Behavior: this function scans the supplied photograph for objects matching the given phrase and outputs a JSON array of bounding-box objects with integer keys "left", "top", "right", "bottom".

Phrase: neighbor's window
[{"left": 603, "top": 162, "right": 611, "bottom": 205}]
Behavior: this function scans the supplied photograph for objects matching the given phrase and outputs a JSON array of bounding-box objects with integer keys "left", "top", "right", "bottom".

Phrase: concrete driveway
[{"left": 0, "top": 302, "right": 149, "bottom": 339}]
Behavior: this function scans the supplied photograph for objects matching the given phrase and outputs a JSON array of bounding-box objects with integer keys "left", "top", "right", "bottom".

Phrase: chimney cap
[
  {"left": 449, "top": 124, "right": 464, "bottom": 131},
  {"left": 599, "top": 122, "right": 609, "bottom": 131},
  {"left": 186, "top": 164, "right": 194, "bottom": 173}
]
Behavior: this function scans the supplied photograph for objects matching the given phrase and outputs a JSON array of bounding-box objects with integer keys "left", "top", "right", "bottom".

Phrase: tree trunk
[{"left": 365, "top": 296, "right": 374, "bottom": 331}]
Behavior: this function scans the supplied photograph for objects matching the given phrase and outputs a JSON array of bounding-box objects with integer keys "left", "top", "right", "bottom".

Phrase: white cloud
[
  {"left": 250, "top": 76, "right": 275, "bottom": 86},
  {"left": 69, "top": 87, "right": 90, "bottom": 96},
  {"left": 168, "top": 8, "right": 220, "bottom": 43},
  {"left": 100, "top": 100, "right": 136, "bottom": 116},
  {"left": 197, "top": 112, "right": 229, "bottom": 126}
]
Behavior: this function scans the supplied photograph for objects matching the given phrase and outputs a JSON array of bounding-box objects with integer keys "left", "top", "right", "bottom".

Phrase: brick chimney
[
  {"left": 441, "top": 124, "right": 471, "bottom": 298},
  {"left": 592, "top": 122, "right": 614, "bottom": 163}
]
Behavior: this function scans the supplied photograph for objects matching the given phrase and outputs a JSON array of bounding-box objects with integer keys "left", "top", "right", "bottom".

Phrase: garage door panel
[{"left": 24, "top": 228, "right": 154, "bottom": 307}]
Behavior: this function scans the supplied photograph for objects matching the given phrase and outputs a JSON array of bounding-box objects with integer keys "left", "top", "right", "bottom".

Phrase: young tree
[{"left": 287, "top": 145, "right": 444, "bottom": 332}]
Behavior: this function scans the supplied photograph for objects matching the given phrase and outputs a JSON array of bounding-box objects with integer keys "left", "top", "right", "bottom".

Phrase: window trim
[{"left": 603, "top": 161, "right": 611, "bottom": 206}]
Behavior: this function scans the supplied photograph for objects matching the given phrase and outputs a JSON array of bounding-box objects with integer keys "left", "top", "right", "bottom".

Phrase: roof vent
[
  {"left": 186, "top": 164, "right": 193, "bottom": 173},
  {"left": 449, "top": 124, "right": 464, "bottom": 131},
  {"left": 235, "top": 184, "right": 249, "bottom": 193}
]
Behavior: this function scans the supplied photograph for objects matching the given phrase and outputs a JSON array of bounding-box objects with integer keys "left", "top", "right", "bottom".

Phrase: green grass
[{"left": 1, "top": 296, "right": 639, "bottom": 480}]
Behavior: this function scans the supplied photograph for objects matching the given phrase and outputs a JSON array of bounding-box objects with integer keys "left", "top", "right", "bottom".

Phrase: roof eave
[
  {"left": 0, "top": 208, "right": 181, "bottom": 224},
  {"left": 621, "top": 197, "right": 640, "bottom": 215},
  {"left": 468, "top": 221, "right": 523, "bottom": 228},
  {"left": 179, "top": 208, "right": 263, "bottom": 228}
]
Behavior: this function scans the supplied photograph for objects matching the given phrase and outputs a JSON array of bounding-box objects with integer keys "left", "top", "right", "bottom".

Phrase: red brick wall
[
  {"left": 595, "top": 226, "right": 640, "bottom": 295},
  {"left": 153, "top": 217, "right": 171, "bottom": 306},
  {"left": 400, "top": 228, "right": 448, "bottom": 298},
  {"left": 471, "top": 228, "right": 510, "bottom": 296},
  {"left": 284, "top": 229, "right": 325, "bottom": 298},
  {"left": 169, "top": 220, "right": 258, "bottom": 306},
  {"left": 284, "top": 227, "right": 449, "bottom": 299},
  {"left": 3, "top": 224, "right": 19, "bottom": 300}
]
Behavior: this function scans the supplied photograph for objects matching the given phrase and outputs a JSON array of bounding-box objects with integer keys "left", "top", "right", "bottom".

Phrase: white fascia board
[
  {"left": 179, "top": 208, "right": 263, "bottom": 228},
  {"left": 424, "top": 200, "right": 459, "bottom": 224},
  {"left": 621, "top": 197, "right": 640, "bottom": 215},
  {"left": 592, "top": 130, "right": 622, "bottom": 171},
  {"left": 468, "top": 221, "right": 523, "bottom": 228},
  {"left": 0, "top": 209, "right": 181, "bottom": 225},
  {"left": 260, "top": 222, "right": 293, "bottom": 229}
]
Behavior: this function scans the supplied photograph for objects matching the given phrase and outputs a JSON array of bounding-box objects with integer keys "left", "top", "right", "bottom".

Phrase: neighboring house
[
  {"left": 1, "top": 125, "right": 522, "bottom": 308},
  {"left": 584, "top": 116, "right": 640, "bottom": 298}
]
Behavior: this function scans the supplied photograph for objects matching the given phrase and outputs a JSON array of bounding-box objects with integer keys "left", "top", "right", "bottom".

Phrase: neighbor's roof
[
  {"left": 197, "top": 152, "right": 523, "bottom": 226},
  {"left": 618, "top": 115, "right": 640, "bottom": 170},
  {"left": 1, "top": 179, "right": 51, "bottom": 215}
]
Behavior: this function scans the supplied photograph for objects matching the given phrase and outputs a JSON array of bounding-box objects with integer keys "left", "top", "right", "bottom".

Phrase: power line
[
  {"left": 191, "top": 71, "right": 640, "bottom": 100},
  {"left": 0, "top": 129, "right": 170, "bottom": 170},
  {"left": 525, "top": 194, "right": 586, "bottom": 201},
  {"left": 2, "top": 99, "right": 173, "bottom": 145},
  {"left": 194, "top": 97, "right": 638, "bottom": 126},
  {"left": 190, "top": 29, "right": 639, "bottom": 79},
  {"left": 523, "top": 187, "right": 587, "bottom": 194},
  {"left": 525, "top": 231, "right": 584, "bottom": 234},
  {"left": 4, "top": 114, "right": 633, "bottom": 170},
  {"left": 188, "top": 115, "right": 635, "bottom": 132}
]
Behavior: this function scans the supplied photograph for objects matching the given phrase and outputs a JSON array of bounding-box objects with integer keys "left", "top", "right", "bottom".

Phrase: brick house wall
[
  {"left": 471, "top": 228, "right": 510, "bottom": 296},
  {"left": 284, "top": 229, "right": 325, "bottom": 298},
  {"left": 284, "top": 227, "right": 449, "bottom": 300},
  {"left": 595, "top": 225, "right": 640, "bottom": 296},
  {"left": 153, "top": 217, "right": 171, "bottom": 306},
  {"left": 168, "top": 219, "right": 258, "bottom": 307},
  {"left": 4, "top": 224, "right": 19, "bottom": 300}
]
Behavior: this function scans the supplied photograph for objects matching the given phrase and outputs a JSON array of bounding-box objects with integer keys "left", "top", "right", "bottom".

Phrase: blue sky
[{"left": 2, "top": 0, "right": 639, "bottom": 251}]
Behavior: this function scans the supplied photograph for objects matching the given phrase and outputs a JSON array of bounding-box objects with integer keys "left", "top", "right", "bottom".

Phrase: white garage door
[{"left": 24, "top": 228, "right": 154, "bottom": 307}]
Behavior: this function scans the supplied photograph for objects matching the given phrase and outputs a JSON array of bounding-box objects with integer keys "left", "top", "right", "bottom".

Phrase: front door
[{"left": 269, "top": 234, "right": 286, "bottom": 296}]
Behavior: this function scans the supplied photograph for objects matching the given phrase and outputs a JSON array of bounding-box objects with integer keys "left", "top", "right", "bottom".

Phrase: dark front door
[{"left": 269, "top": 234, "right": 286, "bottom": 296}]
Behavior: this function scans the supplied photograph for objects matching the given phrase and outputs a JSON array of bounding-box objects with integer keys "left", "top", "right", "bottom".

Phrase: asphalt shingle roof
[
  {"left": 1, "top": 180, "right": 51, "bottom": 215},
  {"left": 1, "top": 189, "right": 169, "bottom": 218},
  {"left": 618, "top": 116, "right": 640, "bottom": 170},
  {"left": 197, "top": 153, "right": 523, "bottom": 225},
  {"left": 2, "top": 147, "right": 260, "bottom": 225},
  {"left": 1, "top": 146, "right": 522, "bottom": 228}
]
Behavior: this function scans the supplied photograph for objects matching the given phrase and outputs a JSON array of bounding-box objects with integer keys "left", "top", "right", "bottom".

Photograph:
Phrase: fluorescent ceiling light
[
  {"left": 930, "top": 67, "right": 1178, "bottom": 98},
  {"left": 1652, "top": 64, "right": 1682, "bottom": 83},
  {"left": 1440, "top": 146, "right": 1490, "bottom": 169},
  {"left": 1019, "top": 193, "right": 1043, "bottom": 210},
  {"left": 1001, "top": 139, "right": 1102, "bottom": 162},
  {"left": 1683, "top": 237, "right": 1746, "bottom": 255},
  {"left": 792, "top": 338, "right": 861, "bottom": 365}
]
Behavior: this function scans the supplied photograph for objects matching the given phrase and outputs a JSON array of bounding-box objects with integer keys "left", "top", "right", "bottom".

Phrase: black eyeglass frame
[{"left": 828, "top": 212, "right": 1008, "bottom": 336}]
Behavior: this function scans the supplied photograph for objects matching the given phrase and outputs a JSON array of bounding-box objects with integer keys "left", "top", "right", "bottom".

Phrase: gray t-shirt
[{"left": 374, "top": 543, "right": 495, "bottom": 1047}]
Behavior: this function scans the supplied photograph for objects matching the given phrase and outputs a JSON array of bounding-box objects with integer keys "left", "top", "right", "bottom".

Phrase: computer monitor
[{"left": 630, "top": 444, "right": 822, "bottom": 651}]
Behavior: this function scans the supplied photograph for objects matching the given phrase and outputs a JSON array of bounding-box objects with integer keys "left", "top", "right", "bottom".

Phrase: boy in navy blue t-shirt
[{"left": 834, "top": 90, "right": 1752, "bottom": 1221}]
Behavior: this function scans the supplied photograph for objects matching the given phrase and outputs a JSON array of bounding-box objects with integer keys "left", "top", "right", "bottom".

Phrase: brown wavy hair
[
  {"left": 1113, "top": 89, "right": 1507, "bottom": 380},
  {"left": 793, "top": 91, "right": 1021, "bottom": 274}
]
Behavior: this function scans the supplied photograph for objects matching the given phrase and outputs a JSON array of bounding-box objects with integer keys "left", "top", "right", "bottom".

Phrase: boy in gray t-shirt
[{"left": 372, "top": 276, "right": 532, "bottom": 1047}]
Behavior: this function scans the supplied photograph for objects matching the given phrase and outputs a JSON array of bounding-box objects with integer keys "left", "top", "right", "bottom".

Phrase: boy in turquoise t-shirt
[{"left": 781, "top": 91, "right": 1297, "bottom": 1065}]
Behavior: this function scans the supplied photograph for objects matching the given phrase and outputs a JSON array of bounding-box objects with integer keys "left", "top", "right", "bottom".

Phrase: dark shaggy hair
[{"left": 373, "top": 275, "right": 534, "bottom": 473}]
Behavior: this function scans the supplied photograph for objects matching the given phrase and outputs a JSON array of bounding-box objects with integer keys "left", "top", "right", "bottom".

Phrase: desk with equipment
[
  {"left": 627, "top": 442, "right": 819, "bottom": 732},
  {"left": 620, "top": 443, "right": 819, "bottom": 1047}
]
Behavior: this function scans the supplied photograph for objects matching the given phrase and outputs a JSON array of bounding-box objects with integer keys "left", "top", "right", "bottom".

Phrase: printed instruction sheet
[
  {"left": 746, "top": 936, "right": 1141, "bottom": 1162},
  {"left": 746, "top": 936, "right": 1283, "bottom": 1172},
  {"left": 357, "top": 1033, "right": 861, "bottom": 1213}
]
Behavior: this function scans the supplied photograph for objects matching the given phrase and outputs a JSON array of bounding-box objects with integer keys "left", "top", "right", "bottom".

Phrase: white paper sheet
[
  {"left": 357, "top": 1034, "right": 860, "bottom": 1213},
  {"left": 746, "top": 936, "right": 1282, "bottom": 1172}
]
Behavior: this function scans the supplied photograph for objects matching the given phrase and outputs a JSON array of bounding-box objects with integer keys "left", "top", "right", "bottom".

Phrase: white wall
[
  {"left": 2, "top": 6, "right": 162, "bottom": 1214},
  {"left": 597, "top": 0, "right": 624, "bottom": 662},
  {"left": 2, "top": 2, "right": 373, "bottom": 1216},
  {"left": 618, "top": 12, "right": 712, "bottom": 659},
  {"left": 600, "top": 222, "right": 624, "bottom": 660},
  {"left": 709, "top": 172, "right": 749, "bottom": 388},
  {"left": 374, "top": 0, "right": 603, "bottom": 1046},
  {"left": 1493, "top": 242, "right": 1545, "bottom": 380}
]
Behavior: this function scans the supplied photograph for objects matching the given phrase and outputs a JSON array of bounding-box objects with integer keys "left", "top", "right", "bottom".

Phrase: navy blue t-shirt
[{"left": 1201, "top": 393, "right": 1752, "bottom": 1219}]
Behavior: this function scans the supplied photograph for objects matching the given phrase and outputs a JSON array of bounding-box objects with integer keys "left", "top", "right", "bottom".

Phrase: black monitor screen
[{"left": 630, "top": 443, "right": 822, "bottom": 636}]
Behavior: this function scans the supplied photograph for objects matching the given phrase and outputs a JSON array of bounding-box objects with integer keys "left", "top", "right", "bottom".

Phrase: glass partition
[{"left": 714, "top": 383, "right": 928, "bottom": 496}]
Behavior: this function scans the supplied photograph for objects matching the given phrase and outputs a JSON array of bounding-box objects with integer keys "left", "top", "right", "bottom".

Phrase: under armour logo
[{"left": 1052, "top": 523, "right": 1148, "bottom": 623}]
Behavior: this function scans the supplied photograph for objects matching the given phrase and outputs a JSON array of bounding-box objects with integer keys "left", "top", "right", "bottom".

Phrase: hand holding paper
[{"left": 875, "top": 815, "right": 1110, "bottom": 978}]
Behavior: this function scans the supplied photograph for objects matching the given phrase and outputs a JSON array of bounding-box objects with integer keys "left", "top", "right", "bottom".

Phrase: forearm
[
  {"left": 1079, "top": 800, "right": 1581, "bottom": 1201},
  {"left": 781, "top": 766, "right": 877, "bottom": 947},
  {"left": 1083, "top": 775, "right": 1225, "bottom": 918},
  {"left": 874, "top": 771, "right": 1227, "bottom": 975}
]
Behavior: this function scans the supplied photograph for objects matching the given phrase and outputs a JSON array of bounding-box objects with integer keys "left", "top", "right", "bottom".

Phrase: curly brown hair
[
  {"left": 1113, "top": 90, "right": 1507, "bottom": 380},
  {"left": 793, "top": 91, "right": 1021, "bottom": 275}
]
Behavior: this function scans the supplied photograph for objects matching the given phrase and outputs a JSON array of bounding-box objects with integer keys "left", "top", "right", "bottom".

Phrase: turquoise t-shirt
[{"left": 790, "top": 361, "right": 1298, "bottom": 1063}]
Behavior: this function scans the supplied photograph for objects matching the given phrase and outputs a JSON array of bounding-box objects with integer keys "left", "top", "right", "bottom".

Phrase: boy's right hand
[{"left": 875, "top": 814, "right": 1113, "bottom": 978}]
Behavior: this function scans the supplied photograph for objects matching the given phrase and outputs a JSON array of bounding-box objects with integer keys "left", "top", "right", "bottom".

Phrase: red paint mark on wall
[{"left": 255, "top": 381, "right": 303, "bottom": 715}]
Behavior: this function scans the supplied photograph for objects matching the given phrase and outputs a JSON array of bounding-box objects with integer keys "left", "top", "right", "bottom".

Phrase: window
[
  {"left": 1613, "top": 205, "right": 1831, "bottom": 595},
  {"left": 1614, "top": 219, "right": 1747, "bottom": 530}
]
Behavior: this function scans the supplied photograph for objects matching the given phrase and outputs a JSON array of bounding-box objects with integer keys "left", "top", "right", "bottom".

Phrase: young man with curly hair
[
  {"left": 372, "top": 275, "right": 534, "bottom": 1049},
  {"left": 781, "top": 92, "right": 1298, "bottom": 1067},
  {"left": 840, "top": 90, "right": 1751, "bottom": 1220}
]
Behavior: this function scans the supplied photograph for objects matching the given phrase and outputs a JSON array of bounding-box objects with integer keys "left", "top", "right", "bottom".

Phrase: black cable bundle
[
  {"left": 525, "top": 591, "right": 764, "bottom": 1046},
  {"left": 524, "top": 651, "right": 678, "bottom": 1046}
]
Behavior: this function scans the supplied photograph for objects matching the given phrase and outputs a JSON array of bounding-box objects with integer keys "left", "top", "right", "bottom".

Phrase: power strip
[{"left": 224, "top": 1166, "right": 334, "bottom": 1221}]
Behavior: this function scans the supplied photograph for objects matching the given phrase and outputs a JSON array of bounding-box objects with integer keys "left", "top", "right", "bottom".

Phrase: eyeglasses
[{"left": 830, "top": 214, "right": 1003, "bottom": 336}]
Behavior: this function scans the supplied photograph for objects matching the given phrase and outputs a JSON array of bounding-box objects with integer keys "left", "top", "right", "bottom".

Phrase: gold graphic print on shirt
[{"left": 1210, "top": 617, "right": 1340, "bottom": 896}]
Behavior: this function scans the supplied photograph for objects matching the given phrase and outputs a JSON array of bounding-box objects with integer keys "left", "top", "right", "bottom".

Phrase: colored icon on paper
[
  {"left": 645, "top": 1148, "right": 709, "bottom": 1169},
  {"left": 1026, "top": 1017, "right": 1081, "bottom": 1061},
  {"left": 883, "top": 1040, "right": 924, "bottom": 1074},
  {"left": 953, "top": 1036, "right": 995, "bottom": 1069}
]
● ● ● ● ● ● ●
* _Task goal_: In the entries above, copy the lines from the one that contains "Phrase: black cable bundle" through the last line, exactly as they appear.

* _Response to the exercise_:
Phrase: black cable bundle
[
  {"left": 525, "top": 591, "right": 764, "bottom": 1046},
  {"left": 524, "top": 651, "right": 678, "bottom": 1046}
]
Behavior: this function scans the supplied photograph for objects matching the given phrase and outputs a JSON array of bounding-box objects with integer keys "left", "top", "right", "bottom".

Phrase: power strip
[{"left": 224, "top": 1166, "right": 334, "bottom": 1221}]
Behavior: this function scans the supplied photograph for objects matching the given phrase and outputs a JSON array of bounding-box objects with integer keys "left", "top", "right", "bottom".

Phrase: eyeglasses
[{"left": 830, "top": 214, "right": 1003, "bottom": 336}]
Behavior: this function scans the supplied photograph for objects matching the given phrase and outputs a JSON array of bounding-box objects with integer keys "left", "top", "right", "bottom".

Phrase: gold graphic print on shirt
[{"left": 1210, "top": 617, "right": 1340, "bottom": 896}]
Behavior: this function scans the supplied photograph for objects matching the given phrase and outputs a JSON array of bounding-box objects with integer keys "left", "top", "right", "bottom".

Phrase: colored icon on paper
[
  {"left": 645, "top": 1148, "right": 709, "bottom": 1169},
  {"left": 1026, "top": 1017, "right": 1081, "bottom": 1061},
  {"left": 883, "top": 1040, "right": 924, "bottom": 1074},
  {"left": 953, "top": 1036, "right": 995, "bottom": 1069}
]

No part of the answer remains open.